▶ Task requirements: Keep only the lines below that contain the word "closed", and copy each of them out. Case matters.

▶ Data for the task:
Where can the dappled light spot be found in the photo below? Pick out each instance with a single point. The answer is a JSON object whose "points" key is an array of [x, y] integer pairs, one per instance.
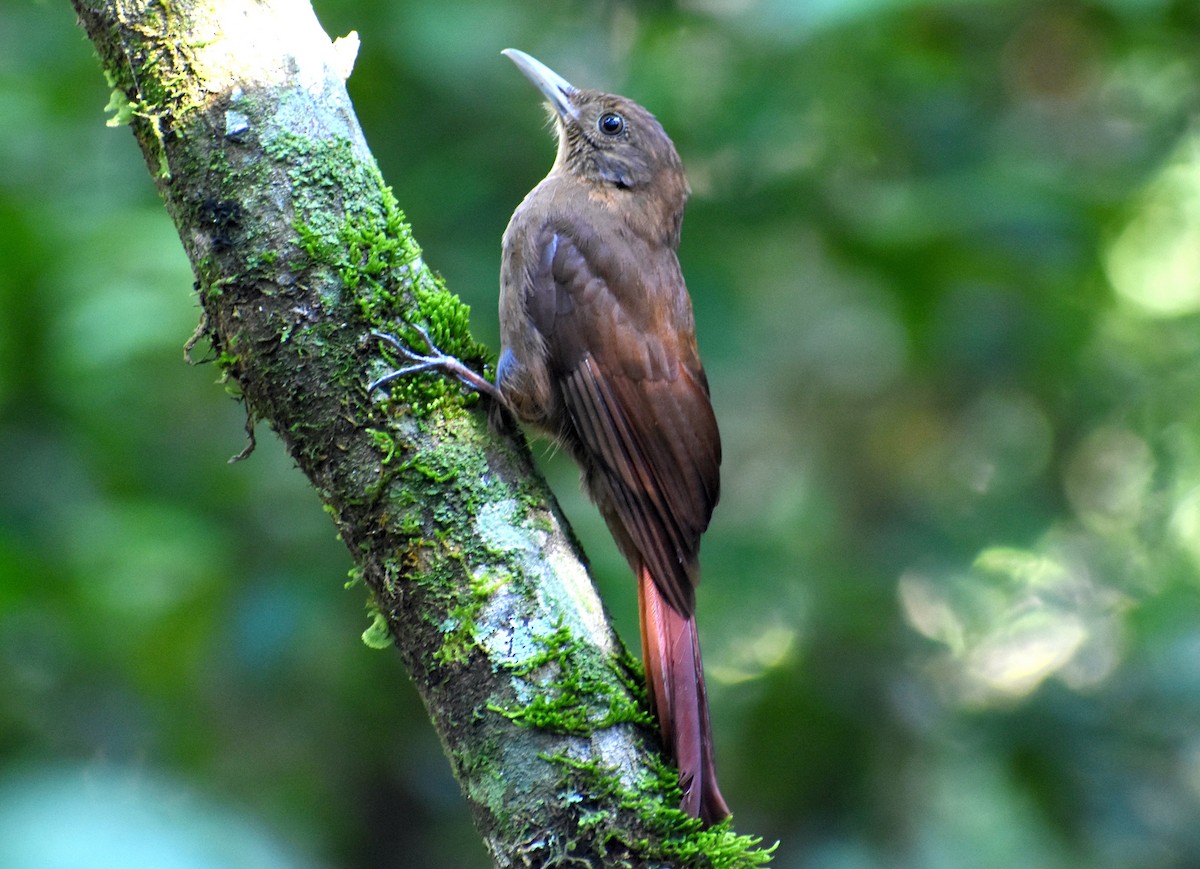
{"points": [[755, 654], [1011, 623], [1155, 261], [1108, 479]]}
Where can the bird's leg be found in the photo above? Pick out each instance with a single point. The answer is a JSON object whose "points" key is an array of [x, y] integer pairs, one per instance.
{"points": [[432, 359]]}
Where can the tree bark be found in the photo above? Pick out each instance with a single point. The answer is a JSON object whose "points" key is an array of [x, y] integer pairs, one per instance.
{"points": [[300, 251]]}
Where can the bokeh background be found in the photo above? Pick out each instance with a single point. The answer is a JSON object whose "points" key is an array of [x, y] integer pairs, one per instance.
{"points": [[946, 267]]}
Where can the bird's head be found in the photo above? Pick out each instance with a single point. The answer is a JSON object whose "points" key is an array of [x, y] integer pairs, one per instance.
{"points": [[607, 139]]}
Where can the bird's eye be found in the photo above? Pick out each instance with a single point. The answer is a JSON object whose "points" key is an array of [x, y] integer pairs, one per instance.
{"points": [[611, 124]]}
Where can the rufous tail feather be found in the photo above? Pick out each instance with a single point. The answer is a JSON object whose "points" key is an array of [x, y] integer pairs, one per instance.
{"points": [[676, 682]]}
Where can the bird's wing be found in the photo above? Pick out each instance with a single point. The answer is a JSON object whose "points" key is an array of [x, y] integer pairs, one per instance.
{"points": [[623, 347]]}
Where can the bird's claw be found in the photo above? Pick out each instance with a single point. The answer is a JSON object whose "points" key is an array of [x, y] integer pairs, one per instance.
{"points": [[432, 359]]}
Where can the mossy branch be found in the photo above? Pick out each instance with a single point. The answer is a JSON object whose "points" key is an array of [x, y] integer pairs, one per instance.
{"points": [[300, 251]]}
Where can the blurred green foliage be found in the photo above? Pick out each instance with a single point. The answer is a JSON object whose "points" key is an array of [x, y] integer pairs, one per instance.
{"points": [[946, 265]]}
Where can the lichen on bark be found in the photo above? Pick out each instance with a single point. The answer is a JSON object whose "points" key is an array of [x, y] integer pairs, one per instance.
{"points": [[300, 251]]}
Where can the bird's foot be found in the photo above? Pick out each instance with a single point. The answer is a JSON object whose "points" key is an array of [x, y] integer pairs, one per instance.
{"points": [[432, 359]]}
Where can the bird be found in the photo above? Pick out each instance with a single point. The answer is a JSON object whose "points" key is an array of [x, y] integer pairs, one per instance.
{"points": [[599, 353]]}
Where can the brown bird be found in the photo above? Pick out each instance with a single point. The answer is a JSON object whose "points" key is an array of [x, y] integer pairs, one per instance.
{"points": [[599, 352]]}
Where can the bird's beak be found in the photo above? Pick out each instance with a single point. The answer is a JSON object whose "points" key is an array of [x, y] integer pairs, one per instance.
{"points": [[553, 87]]}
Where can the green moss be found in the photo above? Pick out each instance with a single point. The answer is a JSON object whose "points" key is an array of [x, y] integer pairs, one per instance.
{"points": [[377, 635], [576, 699], [669, 835], [459, 630]]}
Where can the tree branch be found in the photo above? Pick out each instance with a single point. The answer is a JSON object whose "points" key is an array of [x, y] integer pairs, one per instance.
{"points": [[300, 251]]}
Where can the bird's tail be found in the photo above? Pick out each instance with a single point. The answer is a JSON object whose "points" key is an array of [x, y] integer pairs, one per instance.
{"points": [[676, 681]]}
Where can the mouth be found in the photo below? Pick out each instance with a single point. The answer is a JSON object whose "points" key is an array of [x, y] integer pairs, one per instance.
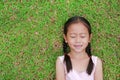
{"points": [[78, 46]]}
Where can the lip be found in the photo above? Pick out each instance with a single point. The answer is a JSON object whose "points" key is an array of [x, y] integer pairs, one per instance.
{"points": [[77, 46]]}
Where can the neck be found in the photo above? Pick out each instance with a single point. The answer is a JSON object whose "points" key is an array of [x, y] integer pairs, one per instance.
{"points": [[78, 55]]}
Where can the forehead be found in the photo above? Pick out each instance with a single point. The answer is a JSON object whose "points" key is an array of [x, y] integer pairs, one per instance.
{"points": [[77, 28]]}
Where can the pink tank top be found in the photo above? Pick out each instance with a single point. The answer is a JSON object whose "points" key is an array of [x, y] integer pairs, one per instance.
{"points": [[74, 75]]}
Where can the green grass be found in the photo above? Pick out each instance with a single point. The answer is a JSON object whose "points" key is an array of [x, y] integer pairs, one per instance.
{"points": [[31, 36]]}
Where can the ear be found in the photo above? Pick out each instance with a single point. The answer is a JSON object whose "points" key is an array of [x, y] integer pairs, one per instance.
{"points": [[65, 38], [90, 37]]}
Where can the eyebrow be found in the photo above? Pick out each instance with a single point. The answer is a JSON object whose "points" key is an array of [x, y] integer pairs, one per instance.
{"points": [[79, 33]]}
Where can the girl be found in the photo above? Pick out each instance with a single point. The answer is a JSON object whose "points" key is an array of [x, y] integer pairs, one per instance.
{"points": [[78, 63]]}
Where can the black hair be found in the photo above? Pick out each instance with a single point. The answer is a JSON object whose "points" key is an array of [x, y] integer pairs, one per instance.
{"points": [[67, 60]]}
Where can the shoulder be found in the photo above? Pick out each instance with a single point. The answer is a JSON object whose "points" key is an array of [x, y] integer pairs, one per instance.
{"points": [[60, 73], [99, 70], [60, 59], [96, 60]]}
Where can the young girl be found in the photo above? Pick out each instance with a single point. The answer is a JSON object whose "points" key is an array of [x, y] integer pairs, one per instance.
{"points": [[78, 63]]}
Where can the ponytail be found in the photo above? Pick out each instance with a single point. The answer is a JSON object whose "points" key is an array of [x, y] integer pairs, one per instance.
{"points": [[90, 64], [66, 57]]}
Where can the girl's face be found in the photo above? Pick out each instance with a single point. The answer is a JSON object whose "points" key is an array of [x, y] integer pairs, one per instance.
{"points": [[77, 37]]}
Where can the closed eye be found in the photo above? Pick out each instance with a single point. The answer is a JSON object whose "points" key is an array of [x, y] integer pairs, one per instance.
{"points": [[82, 36], [72, 36]]}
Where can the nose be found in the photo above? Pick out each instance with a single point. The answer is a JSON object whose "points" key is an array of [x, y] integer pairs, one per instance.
{"points": [[78, 40]]}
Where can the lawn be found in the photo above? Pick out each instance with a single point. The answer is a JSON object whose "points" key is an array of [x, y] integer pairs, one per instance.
{"points": [[31, 36]]}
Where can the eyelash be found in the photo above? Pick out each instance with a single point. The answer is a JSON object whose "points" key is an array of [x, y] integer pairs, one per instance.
{"points": [[80, 36]]}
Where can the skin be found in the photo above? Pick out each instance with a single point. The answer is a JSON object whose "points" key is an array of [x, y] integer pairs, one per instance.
{"points": [[78, 38]]}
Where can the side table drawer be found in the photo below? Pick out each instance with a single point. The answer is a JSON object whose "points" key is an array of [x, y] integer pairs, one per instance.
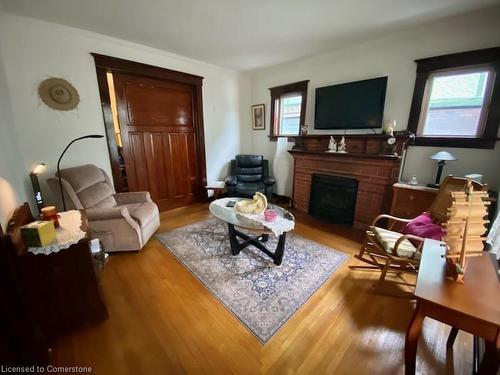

▶ Solution to this exercise:
Where can the closed eye be found in the photo above? Pick out each instance with a single point. The answer is a JSON object whose "points" key is an array of [x, y] integer pairs, one per instance.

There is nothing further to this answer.